● **Selected text**
+++

Some of the many items in our TODO list for Vulcan.NET had to do with optimizing the runtime and adding some missing functionality (like passing USUALs by reference to CLIPPER methods) to it. We had already implemented some, like improving performance of the late binding system, but for obvious reasons we were not able to make any further improvements in Vulcan.NET. But now, with the fresh start of XSharp, it is a great opportunity to make things right and fast from the beginning. In this article we will discuss optimizations planned or already implemented on the USUAL, FLOAT and ARRAY data types, more about other types and parts of the runtime will follow in future articles.
In Vulcan.NET, the VO-compatible USUAL type is defined as a structure (value type), which makes sense, as it is easier this way to emulate the semantics of the USUAL type, the same way as it behaves in VO. Structures are supposed to be lightweight, compact data types, usually a few bytes long, in order to achieve good performance when copying values from one to another, or passing them as parameters to methods etc. Examples of very common structures used in the system classes are System.Drawing.Point (8 bytes long) and Rectangle (16 bytes long).

+++

● **Data provided**
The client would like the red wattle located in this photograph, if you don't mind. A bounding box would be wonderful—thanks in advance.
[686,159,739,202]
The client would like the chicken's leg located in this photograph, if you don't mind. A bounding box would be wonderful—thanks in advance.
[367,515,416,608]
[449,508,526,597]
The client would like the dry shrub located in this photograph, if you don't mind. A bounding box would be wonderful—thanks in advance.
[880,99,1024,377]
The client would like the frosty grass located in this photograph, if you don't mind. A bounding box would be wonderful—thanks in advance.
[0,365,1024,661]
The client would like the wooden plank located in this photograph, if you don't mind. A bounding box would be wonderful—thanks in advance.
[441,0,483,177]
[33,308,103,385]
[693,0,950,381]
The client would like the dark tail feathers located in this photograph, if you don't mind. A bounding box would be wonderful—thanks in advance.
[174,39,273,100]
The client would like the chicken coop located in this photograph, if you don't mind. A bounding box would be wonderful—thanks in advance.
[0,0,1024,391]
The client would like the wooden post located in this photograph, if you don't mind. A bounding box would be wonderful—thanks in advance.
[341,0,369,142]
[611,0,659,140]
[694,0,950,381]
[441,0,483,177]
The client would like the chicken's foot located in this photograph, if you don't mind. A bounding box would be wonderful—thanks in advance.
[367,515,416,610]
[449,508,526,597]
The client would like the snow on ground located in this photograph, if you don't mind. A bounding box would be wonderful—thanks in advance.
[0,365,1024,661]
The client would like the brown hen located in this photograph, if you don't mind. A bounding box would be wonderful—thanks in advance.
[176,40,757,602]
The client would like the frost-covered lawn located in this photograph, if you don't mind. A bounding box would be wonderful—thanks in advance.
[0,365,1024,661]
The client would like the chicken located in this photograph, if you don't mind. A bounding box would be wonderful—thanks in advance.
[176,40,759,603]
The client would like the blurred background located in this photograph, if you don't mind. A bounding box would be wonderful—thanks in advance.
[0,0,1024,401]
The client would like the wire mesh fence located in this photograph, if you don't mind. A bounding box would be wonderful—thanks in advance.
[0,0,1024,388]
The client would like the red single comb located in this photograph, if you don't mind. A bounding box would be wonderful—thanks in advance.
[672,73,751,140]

+++

● **Written exercise A**
Write out the full XSharp runtime text word for word.
● **Written exercise B**
Pull out every line of the rows that contains the word "chicken".
The rows have no connection to the XSharp runtime text.

● **Exercise solution A**
Some of the many items in our TODO list for Vulcan.NET had to do with optimizing the runtime and adding some missing functionality (like passing USUALs by reference to CLIPPER methods) to it. We had already implemented some, like improving performance of the late binding system, but for obvious reasons we were not able to make any further improvements in Vulcan.NET. But now, with the fresh start of XSharp, it is a great opportunity to make things right and fast from the beginning. In this article we will discuss optimizations planned or already implemented on the USUAL, FLOAT and ARRAY data types, more about other types and parts of the runtime will follow in future articles.
In Vulcan.NET, the VO-compatible USUAL type is defined as a structure (value type), which makes sense, as it is easier this way to emulate the semantics of the USUAL type, the same way as it behaves in VO. Structures are supposed to be lightweight, compact data types, usually a few bytes long, in order to achieve good performance when copying values from one to another, or passing them as parameters to methods etc. Examples of very common structures used in the system classes are System.Drawing.Point (8 bytes long) and Rectangle (16 bytes long).

● **Exercise solution B**
The client would like the chicken's leg located in this photograph, if you don't mind. A bounding box would be wonderful—thanks in advance.
The client would like the chicken coop located in this photograph, if you don't mind. A bounding box would be wonderful—thanks in advance.
The client would like the chicken's foot located in this photograph, if you don't mind. A bounding box would be wonderful—thanks in advance.
The client would like the chicken located in this photograph, if you don't mind. A bounding box would be wonderful—thanks in advance.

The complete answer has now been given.